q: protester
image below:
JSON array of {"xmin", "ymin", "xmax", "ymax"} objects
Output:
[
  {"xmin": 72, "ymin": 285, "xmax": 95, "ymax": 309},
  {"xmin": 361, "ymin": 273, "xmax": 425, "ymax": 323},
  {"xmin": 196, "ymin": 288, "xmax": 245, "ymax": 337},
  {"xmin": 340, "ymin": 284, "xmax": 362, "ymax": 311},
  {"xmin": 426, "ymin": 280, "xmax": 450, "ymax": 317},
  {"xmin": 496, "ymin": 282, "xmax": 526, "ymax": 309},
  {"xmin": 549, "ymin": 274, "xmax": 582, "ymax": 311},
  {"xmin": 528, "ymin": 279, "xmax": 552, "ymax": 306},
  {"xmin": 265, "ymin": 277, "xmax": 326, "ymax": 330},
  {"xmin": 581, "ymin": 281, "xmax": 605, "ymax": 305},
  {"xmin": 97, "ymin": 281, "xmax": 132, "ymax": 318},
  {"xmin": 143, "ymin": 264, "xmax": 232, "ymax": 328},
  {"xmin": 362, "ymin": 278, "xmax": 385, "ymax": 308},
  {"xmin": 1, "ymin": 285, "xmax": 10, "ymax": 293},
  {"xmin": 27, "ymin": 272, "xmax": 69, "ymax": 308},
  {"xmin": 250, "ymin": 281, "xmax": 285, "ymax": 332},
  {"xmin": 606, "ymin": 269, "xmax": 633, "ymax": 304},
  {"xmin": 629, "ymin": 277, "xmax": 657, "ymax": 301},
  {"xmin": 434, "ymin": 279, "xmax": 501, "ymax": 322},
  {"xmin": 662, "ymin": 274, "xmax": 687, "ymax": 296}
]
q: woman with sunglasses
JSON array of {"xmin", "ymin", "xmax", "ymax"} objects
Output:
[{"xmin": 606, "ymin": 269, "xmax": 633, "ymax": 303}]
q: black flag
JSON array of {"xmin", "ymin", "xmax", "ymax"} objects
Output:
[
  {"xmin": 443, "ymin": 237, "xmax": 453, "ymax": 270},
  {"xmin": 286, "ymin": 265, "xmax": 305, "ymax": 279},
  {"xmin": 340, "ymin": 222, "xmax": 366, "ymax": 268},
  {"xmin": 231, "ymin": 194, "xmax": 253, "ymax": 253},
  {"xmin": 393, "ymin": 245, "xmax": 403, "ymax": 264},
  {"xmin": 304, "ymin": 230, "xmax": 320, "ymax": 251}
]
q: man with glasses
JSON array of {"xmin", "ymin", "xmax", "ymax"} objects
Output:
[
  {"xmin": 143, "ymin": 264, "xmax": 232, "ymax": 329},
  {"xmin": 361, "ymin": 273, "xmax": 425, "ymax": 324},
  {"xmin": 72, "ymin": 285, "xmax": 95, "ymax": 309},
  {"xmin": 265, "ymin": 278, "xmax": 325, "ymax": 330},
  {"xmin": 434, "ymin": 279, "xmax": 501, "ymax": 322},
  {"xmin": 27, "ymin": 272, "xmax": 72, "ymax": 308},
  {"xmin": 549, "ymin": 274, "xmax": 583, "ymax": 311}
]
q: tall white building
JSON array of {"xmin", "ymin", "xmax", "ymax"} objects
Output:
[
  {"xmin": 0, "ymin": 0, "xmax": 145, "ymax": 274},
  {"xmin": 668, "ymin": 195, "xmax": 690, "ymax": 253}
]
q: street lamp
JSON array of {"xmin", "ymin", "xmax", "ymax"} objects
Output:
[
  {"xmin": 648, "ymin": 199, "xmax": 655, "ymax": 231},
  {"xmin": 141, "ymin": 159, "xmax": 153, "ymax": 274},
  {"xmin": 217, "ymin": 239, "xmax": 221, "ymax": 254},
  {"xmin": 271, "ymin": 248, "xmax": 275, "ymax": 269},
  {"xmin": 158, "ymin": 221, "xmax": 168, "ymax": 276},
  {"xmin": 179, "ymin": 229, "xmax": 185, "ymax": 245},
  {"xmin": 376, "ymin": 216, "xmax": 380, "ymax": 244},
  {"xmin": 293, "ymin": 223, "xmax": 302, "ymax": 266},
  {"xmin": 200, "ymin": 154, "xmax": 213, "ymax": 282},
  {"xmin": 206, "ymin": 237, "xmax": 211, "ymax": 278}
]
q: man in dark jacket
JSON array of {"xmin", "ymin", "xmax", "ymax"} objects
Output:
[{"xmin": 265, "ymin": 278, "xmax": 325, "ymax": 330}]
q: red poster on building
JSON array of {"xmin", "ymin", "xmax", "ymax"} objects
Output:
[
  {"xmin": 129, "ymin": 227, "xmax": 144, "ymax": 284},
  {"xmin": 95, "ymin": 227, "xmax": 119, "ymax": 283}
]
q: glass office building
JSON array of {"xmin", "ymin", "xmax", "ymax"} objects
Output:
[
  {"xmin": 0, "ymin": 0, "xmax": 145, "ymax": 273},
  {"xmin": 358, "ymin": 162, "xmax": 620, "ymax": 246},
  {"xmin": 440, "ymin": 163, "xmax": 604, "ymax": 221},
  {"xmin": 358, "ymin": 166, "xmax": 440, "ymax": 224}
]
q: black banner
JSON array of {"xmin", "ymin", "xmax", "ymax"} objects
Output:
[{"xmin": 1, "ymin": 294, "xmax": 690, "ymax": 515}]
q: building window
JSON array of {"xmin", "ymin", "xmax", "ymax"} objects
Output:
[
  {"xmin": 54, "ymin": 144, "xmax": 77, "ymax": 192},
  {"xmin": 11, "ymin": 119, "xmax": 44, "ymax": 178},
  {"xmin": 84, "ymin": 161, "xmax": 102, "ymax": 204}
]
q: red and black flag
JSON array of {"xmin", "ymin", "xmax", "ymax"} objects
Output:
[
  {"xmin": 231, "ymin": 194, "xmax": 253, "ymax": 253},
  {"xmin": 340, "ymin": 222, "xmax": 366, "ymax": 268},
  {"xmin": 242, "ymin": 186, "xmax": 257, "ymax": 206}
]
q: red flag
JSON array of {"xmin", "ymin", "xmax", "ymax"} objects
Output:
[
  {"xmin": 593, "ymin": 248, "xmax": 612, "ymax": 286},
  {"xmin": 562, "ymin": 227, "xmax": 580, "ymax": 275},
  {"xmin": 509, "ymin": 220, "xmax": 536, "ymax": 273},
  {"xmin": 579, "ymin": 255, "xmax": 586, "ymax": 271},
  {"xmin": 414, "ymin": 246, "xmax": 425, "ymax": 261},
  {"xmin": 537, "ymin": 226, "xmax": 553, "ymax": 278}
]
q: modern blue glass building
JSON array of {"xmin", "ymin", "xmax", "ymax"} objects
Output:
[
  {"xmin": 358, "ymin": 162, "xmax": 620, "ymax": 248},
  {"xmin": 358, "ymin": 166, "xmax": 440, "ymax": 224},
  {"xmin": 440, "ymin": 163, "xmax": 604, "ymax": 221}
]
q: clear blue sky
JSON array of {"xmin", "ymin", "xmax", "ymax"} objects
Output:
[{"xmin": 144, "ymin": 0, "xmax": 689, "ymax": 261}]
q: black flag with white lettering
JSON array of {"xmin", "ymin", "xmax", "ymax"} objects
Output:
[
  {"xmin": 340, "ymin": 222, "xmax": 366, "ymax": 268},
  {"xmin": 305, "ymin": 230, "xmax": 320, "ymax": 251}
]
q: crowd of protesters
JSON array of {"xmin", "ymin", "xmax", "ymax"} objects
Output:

§

### Task to complete:
Transcribe the data above completely and exactly.

### Solved exercise:
q: protester
image below:
JSON array of {"xmin", "ymin", "xmax", "ymax"} objects
Output:
[
  {"xmin": 72, "ymin": 285, "xmax": 95, "ymax": 309},
  {"xmin": 361, "ymin": 273, "xmax": 425, "ymax": 323},
  {"xmin": 196, "ymin": 288, "xmax": 245, "ymax": 337},
  {"xmin": 340, "ymin": 284, "xmax": 362, "ymax": 311},
  {"xmin": 426, "ymin": 280, "xmax": 450, "ymax": 317},
  {"xmin": 496, "ymin": 282, "xmax": 526, "ymax": 309},
  {"xmin": 549, "ymin": 274, "xmax": 582, "ymax": 311},
  {"xmin": 528, "ymin": 279, "xmax": 552, "ymax": 306},
  {"xmin": 265, "ymin": 277, "xmax": 326, "ymax": 330},
  {"xmin": 581, "ymin": 281, "xmax": 605, "ymax": 305},
  {"xmin": 97, "ymin": 281, "xmax": 132, "ymax": 318},
  {"xmin": 143, "ymin": 264, "xmax": 232, "ymax": 328},
  {"xmin": 362, "ymin": 278, "xmax": 385, "ymax": 308},
  {"xmin": 1, "ymin": 285, "xmax": 10, "ymax": 293},
  {"xmin": 27, "ymin": 272, "xmax": 69, "ymax": 308},
  {"xmin": 250, "ymin": 281, "xmax": 285, "ymax": 332},
  {"xmin": 606, "ymin": 269, "xmax": 633, "ymax": 304},
  {"xmin": 629, "ymin": 277, "xmax": 657, "ymax": 301},
  {"xmin": 434, "ymin": 279, "xmax": 501, "ymax": 322},
  {"xmin": 662, "ymin": 274, "xmax": 687, "ymax": 296}
]
q: woman with sunglasses
JSON array of {"xmin", "ymin", "xmax", "ymax"} objects
Output:
[{"xmin": 606, "ymin": 269, "xmax": 633, "ymax": 303}]
q: black flag
JSON array of {"xmin", "ymin", "xmax", "ymax"} objects
Output:
[
  {"xmin": 443, "ymin": 237, "xmax": 453, "ymax": 270},
  {"xmin": 286, "ymin": 265, "xmax": 305, "ymax": 279},
  {"xmin": 340, "ymin": 222, "xmax": 366, "ymax": 268},
  {"xmin": 231, "ymin": 194, "xmax": 253, "ymax": 253},
  {"xmin": 393, "ymin": 245, "xmax": 403, "ymax": 264},
  {"xmin": 304, "ymin": 230, "xmax": 320, "ymax": 251}
]
q: man with glasses
JSON array of {"xmin", "ymin", "xmax", "ymax"} objects
Output:
[
  {"xmin": 143, "ymin": 264, "xmax": 232, "ymax": 329},
  {"xmin": 361, "ymin": 273, "xmax": 425, "ymax": 324},
  {"xmin": 72, "ymin": 285, "xmax": 95, "ymax": 309},
  {"xmin": 265, "ymin": 278, "xmax": 325, "ymax": 330},
  {"xmin": 434, "ymin": 279, "xmax": 501, "ymax": 322},
  {"xmin": 27, "ymin": 272, "xmax": 72, "ymax": 308},
  {"xmin": 549, "ymin": 274, "xmax": 583, "ymax": 311}
]
q: tall white building
JSON array of {"xmin", "ymin", "xmax", "ymax"} objects
Output:
[
  {"xmin": 0, "ymin": 0, "xmax": 145, "ymax": 274},
  {"xmin": 668, "ymin": 195, "xmax": 690, "ymax": 253}
]
q: street lamp
JSON array of {"xmin", "ymin", "xmax", "ymax"} objects
Output:
[
  {"xmin": 648, "ymin": 199, "xmax": 655, "ymax": 231},
  {"xmin": 141, "ymin": 159, "xmax": 153, "ymax": 274},
  {"xmin": 217, "ymin": 239, "xmax": 221, "ymax": 254},
  {"xmin": 271, "ymin": 248, "xmax": 275, "ymax": 269},
  {"xmin": 158, "ymin": 221, "xmax": 168, "ymax": 276},
  {"xmin": 179, "ymin": 229, "xmax": 185, "ymax": 245},
  {"xmin": 376, "ymin": 216, "xmax": 380, "ymax": 244},
  {"xmin": 293, "ymin": 223, "xmax": 302, "ymax": 266},
  {"xmin": 200, "ymin": 154, "xmax": 213, "ymax": 282},
  {"xmin": 206, "ymin": 237, "xmax": 211, "ymax": 278}
]
q: man in dark jacket
JSON array of {"xmin", "ymin", "xmax", "ymax"} objects
Output:
[{"xmin": 265, "ymin": 278, "xmax": 325, "ymax": 330}]
q: red poster on building
JSON array of {"xmin", "ymin", "xmax", "ymax"} objects
Output:
[
  {"xmin": 129, "ymin": 227, "xmax": 144, "ymax": 284},
  {"xmin": 95, "ymin": 227, "xmax": 119, "ymax": 283}
]
q: glass office building
JSON array of {"xmin", "ymin", "xmax", "ymax"} objects
Output:
[
  {"xmin": 0, "ymin": 0, "xmax": 145, "ymax": 273},
  {"xmin": 358, "ymin": 162, "xmax": 620, "ymax": 246},
  {"xmin": 440, "ymin": 163, "xmax": 604, "ymax": 221},
  {"xmin": 358, "ymin": 166, "xmax": 440, "ymax": 224}
]
q: black banner
JSON array of {"xmin", "ymin", "xmax", "ymax"} objects
Output:
[{"xmin": 1, "ymin": 294, "xmax": 690, "ymax": 515}]
q: building window
JSON array of {"xmin", "ymin", "xmax", "ymax"} objects
Output:
[
  {"xmin": 54, "ymin": 144, "xmax": 77, "ymax": 192},
  {"xmin": 11, "ymin": 119, "xmax": 44, "ymax": 178},
  {"xmin": 84, "ymin": 161, "xmax": 102, "ymax": 204}
]
q: red and black flag
JSON array of {"xmin", "ymin", "xmax", "ymax"} objects
Output:
[
  {"xmin": 231, "ymin": 194, "xmax": 253, "ymax": 253},
  {"xmin": 340, "ymin": 222, "xmax": 366, "ymax": 268},
  {"xmin": 242, "ymin": 186, "xmax": 257, "ymax": 206}
]
q: red flag
JSON array of {"xmin", "ymin", "xmax", "ymax"} objects
Output:
[
  {"xmin": 593, "ymin": 248, "xmax": 612, "ymax": 286},
  {"xmin": 562, "ymin": 227, "xmax": 580, "ymax": 275},
  {"xmin": 509, "ymin": 220, "xmax": 536, "ymax": 273},
  {"xmin": 579, "ymin": 255, "xmax": 586, "ymax": 271},
  {"xmin": 414, "ymin": 246, "xmax": 425, "ymax": 261},
  {"xmin": 537, "ymin": 226, "xmax": 553, "ymax": 278}
]
q: modern blue glass building
JSON array of {"xmin", "ymin", "xmax", "ymax"} objects
Output:
[
  {"xmin": 358, "ymin": 162, "xmax": 620, "ymax": 248},
  {"xmin": 358, "ymin": 166, "xmax": 440, "ymax": 224},
  {"xmin": 440, "ymin": 163, "xmax": 604, "ymax": 221}
]
q: clear blue sky
JSON array of {"xmin", "ymin", "xmax", "ymax"} objects
Output:
[{"xmin": 144, "ymin": 0, "xmax": 689, "ymax": 261}]
q: black flag with white lettering
JSON array of {"xmin", "ymin", "xmax", "ymax"} objects
Output:
[
  {"xmin": 340, "ymin": 222, "xmax": 366, "ymax": 268},
  {"xmin": 305, "ymin": 230, "xmax": 320, "ymax": 251}
]
q: crowd of protesters
JSON array of {"xmin", "ymin", "xmax", "ymax"} objects
Output:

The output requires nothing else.